Excerpt:
+++

Wednesday, January 12, 2011

Part Four - Appendix Material

The Psychosynthesis book study ends this week.  Our assignment for this time was to read through the several items that form Part Four - The Appendix. Some of the materials are quite straightforward, while others are really complex and technical. For example, two of the articles include discussions of psychological research in projective testing or imagery for diagnosis and treatment. The first, "Initiated Symbol Projection" describes use of "twelve motives" (motifs) such as walking through a meadow, up a mountain, visiting a house, visualizing a person of the same sex (who is often a person who has "a personality the subjects believe they should or could develop"), visualizing a pool of water in a swamp, etc. The purpose of using these various symbols is to ascertain more about the personality of the patient, as well as to indicate in what areas the person needs assistance to grow, to achieve a psychosynthesis.

+++

Your tasks:
[1] In the Psychosynthesis book study post, what is the title of the first article described from Part Four?
[2] Extend the Psychosynthesis book study post, picking up after its final sentence.
The lines after this point come from a different source than the post.

Supplied information:
+++

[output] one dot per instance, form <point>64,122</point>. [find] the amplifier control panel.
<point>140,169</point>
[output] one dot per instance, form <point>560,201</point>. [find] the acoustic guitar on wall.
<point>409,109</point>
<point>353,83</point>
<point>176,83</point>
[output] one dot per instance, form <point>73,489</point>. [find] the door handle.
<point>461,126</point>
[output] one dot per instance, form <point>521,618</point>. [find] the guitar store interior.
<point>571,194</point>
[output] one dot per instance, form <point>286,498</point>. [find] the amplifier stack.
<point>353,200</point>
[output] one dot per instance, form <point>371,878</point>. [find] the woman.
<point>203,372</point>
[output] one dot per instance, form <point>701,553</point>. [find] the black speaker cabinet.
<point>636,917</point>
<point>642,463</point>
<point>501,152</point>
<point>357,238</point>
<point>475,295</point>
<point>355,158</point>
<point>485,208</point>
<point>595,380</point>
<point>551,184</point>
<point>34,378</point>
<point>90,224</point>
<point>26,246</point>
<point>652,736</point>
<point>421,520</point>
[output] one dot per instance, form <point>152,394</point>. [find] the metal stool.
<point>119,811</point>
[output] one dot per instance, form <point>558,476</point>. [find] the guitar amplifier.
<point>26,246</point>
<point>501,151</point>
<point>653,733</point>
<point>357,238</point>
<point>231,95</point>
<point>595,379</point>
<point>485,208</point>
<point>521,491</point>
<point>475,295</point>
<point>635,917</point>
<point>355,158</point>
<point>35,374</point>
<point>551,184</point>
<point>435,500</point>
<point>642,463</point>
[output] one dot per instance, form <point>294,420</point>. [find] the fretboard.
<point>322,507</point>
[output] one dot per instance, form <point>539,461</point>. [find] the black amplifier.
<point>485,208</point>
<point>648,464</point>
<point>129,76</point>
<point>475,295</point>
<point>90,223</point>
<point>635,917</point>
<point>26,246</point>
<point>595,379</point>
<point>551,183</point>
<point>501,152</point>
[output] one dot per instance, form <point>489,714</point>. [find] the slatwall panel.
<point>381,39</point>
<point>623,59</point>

+++

Responses by task:
[1] "Initiated Symbol Projection."

[2]
The second of these two article is "Meditative Techniques in Psychotherapy." This article was written by Dr. Wolfgang Kretschmer of the Tubingen University Psychiatric Clinic and first published in 1951. It focuses on the use of deep relaxation and imagery to elicit deep unconscious symbolic material, bring it to consciousness and to transformation. It ends with this paragraph:
Meditation has a good chance of eventually becoming one of the leading therapeutic techniques. All the newer systems with which the writer is familiar look for a development in this direction. But whether this development takes place depends completely on a deep-going reformulation of psychotherapeutic training and the practice of psychotherapy. It is of the greatest importance that psychotherapists continue to study meditation. We can only hope that meditation will continue to develop into a systematic technique which can aid men towards their goal of developing their highest psychic potentialities.
Since this was written imagery and visualization have become ubiquitous in psychotherapy. There are training programs specifically in the use of imagery, guided imagery, guided imagery with music, and so forth. Meditation of all kinds is extremely popular. It is offered by teachers at many different levels, psychotherapists, spiritual leaders of many faiths, yoga practitioners, and medical personnel. Meditation is being taught in jails, prisons, hospitals, schools, and churches. This is something to celebrate.

At the same time, we still need for psychotherapists themselves to practice meditation. And there is also need for ongoing research into the effects of meditation, not just research from the "outside" of the mind, as happens when the brain of meditators is imaged by very high-tech machines, but also from the "inside" as advanced meditators share their inner experience. May we, humanity, develop our highest psychic and spiritual potentialities and see what happens next!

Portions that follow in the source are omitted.